[[ Exercise input open ]]

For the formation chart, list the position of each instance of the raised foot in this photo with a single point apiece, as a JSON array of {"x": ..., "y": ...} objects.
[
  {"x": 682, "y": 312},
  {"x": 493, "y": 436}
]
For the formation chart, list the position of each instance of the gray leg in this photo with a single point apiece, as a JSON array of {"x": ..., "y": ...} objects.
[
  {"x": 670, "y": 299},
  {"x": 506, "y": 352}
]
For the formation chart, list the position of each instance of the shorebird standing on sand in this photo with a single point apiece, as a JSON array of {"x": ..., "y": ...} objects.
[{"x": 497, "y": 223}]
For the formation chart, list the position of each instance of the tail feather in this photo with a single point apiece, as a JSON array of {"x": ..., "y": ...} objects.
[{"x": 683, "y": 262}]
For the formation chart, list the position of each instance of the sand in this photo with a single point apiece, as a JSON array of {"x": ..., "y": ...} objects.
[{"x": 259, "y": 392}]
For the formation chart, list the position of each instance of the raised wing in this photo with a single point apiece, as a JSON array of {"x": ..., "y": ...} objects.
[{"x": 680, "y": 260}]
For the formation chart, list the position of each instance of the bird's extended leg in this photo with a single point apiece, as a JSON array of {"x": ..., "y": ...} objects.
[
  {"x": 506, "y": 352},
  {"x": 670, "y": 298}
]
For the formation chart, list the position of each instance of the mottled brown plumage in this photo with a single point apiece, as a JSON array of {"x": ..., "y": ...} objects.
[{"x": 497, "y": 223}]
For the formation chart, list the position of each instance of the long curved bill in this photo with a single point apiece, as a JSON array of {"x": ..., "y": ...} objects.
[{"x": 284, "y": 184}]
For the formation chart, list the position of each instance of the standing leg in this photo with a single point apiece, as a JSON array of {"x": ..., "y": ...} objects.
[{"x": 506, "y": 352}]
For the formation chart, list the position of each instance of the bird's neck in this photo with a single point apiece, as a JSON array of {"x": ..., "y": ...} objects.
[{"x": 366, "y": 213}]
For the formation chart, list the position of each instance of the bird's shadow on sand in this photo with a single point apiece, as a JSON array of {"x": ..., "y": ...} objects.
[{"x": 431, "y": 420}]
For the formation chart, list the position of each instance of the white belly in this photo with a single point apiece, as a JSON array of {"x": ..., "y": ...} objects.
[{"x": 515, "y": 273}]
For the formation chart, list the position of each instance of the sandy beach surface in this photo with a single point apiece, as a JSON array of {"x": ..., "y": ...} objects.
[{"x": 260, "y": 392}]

[[ Exercise input closed ]]

Problem description: Please copy the data above in its entirety, exactly as written.

Expected answer:
For the formation chart, list the position of each instance of the raised foot in this photo with a single point apiece, as a JSON array of {"x": ..., "y": ...} objects.
[
  {"x": 682, "y": 312},
  {"x": 493, "y": 436}
]
For the formation chart, list the position of each instance of the gray leg in this photo with a single point apiece, as a JSON array of {"x": ..., "y": ...} objects.
[
  {"x": 670, "y": 299},
  {"x": 506, "y": 352}
]
For the formation chart, list the position of each instance of the shorebird standing on sand in this photo with a single point apiece, as a JSON array of {"x": ..., "y": ...} objects.
[{"x": 497, "y": 223}]
For the formation chart, list the position of each instance of the tail feather in this photo with a single point apiece, as a JSON array of {"x": ..., "y": ...} objects.
[{"x": 683, "y": 262}]
For the formation chart, list the position of each instance of the sand in this photo with a single point apiece, as a JSON array of {"x": ..., "y": ...} objects.
[{"x": 259, "y": 392}]
For the formation chart, list the position of each instance of the raised wing in this photo with a single point apiece, as a JSON array of {"x": ..., "y": ...} objects.
[{"x": 680, "y": 260}]
For the formation chart, list the position of each instance of the bird's extended leg in this photo with a single point apiece, as a JSON array of {"x": ..., "y": ...} objects.
[
  {"x": 506, "y": 352},
  {"x": 670, "y": 298}
]
For the formation chart, list the position of each instance of the mottled brown plumage in this photo with a single point apiece, as a JSON array of {"x": ..., "y": ...} objects.
[{"x": 497, "y": 223}]
For the formation chart, list the position of each instance of the long curved bill in this photo with a single point apiece, as a JSON array of {"x": ..., "y": ...} objects.
[{"x": 284, "y": 184}]
For the formation chart, list the position of each instance of the standing leg in this photo with a single point apiece, as a JSON array of {"x": ..., "y": ...} objects.
[{"x": 506, "y": 352}]
For the formation chart, list the position of each instance of the bird's neck in this photo with a single point apiece, as a JSON array of {"x": ..., "y": ...} objects.
[{"x": 366, "y": 213}]
For the formation chart, list the position of each instance of the bird's shadow on sand in this photo with a single point apiece, as a JSON array of {"x": ..., "y": ...} objects.
[{"x": 431, "y": 420}]
For the formation chart, list the position of each instance of the white belly in this photo with a single point apiece, as a JSON array of {"x": ..., "y": ...} objects.
[{"x": 515, "y": 273}]
For the formation chart, list the position of each instance of the sandy beach surface in this photo with a single point apiece, as a JSON array of {"x": ..., "y": ...} objects.
[{"x": 260, "y": 392}]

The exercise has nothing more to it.